I say this like I was having a calamitous time with Lady Luck, I was not - grinding for materials was quick with the right accessories and materia but it once again comes back to leaving your sense of progression to chance. It felt like I had no control – I didn’t feel like I was getting stronger naturally, just collecting a bunch of stuff to use later in a repetitive cycle of farming SP, ingredients and fusion.
The main story can be completed in around 20 hours with the inclusion of some grinding and the 100% completion (Watch for the plethora of missable missions and events) taking around 60, which is not bad at all for an RPG but the repetitive and arbitrary nature of its mechanics makes it feel much longer. With 300 side missions each taking somewhere between 5 and 25mins to collect the hidden chests within, your time is slowly eaten away running through the same instanced dungeons and maps for little to no reward once you perfect your equipment loadout.
Releasing as a multi-platform title, Reunion is a graphical downgrade from the remake and while it is not usually something I would like to make note of considering its own preface as a HD remaster, image fidelity and framerates change on a dime from cutscene to gameplay where the pre-rendered content from 2007 and the console capabilities conflict. As such, it consistently showed signs of disconnect from being its own remaster.
As far as the storyline goes however, Crisis Core Reunion is mostly enjoyable. It is nice to see the mainline cast given some extra backstory and the newcomers are also mostly interesting. Eurogamer criticized that “for the twenty-six, twenty-eight, thirty-year-olds who it’s aimed at, the game has little to offer beyond polished sentimentality” and I tend to agree. The early chapters of the game are not necessarily pertinent to Final Fantasy VII and instead flesh out the background story and lore of characters we may or may not see going forward. I can only hope we do, nevertheless you have to like these prequel characters to find worth in learning more about them and their relevance to the Final Fantasy VII compilation, which leads me to my next point.
I found the dialogue in Crisis Core especially corny and confusing. The pacing and cadence of the voice over feels oddly spliced and unnatural which is probably why I felt so uninvested in the game’s early chapters. The main antagonist Genesis specifically talks in more riddles than Edward Nigma and just barely plays a reactive role in conversation– instead choosing to continue a nonsensical monologue, leaving the rest of the cast tilting their heads or explaining for them. There was a gradual improvement of storytelling however, towards the last 3-4 chapters dialogue and pacing began to pick up as the pieces started to make better sense in relation to the story going forward – feeling less redundant and obnoxiously cryptic.
Crisis Core Reunion is arguably the baseline for which the entirety of the Final Fantasy VII story springboards from so it is unfortunate that so much of the game doesn’t hit the right notes, there’s not a lot here that I can recommend to newcomers of the series but diehard fans will find more than enough to keep them entertained, if not just for the pure nostalgia.

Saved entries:
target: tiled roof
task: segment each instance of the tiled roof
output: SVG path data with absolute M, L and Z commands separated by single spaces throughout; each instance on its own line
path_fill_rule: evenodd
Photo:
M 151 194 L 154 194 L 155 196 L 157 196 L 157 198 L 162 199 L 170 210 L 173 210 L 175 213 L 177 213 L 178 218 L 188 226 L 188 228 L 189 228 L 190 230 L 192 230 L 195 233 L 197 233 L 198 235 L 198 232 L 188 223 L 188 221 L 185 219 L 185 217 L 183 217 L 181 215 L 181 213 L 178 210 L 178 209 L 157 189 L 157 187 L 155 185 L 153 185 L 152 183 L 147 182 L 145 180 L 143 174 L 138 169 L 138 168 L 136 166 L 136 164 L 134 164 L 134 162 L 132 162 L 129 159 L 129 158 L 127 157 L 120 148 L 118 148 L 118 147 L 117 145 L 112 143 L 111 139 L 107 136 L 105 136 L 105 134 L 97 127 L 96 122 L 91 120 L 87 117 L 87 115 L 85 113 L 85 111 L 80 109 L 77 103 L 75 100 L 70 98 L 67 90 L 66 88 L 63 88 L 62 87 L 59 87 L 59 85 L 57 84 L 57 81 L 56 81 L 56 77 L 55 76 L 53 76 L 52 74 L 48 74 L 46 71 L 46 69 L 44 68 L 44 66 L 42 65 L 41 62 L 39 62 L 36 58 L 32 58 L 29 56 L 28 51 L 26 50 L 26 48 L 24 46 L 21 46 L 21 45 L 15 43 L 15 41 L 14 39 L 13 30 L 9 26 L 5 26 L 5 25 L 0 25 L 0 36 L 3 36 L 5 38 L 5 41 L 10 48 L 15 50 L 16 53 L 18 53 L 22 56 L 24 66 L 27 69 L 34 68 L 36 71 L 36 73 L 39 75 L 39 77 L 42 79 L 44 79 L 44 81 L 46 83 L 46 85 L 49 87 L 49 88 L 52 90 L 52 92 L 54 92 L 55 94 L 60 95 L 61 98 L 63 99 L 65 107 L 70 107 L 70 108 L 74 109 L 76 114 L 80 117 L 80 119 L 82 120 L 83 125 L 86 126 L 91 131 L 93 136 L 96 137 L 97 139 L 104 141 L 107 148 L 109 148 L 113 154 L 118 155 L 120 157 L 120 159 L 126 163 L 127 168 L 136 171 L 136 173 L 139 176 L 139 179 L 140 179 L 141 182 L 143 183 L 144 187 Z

• _EXERCISE INSTRUCTIONS_
Duplicate, word for word, the passage of the Crisis Core Reunion review above that opens with the words containing "I say this like" and closes with "ingredients and fusion.".

• _EXPECTED OUTPUT_
I say this like I was having a calamitous time with Lady Luck, I was not - grinding for materials was quick with the right accessories and materia but it once again comes back to leaving your sense of progression to chance. It felt like I had no control – I didn’t feel like I was getting stronger naturally, just collecting a bunch of stuff to use later in a repetitive cycle of farming SP, ingredients and fusion.